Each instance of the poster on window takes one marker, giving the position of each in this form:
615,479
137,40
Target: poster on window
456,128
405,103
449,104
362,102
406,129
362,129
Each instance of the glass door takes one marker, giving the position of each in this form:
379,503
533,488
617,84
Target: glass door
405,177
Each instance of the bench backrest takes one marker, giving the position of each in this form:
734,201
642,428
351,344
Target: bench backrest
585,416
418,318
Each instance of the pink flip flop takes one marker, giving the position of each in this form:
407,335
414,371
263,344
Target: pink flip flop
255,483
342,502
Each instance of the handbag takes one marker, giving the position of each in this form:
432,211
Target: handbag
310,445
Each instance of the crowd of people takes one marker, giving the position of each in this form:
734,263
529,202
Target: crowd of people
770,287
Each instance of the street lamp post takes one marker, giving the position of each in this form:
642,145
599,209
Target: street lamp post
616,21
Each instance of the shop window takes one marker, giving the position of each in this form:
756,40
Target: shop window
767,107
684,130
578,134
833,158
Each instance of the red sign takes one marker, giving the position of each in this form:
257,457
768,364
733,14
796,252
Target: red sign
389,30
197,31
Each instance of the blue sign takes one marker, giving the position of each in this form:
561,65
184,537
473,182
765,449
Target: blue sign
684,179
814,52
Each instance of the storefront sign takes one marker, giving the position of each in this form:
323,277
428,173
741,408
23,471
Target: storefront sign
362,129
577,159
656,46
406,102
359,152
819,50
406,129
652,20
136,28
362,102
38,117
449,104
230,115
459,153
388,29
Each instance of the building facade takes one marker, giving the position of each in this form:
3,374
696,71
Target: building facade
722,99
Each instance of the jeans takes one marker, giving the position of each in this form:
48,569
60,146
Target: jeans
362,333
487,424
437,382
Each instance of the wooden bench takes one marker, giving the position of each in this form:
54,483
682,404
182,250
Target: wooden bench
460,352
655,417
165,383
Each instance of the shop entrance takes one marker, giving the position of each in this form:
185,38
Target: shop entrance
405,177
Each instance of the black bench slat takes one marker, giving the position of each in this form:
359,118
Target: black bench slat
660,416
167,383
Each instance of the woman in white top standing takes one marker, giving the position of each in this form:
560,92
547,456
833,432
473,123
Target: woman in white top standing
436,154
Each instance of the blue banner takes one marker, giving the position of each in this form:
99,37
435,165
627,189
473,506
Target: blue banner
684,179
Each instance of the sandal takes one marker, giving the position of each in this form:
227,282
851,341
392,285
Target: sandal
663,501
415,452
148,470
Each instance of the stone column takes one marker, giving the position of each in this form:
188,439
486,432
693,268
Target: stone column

-*-*-

**Exercise directions:** Begin with the line that contains "Each instance of the woman" and end with the last line of the data. Repeat those two lines and all between them exactly.

**Result below:**
Each instance of the woman in white top standing takes one marker, giving the position of each in this form:
560,92
547,456
833,432
473,123
Target: woman in white top standing
436,154
Each instance of the blue banner takes one marker, giving the position of each in this form:
99,37
435,165
627,189
473,506
Target: blue banner
684,179
Each instance of the sandal takes one marker, giving the position of each in this form:
227,282
851,341
392,285
Target: sandal
663,501
415,452
148,470
Each instance of the stone column takes one marker, giving the position of each in this form:
188,439
486,432
693,268
Target: stone column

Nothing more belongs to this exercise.